*** Material supplied

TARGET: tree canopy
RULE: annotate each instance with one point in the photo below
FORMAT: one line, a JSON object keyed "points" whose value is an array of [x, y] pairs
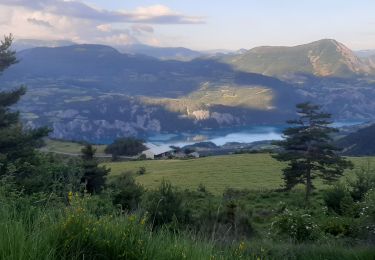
{"points": [[308, 148]]}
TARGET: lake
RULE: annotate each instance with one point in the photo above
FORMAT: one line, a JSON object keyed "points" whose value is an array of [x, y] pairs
{"points": [[246, 134]]}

******

For every line in the data above that has the string "with", return that line.

RULE: annotate each instance with one point in the photo below
RULE: annotate each instance with one point in the photo above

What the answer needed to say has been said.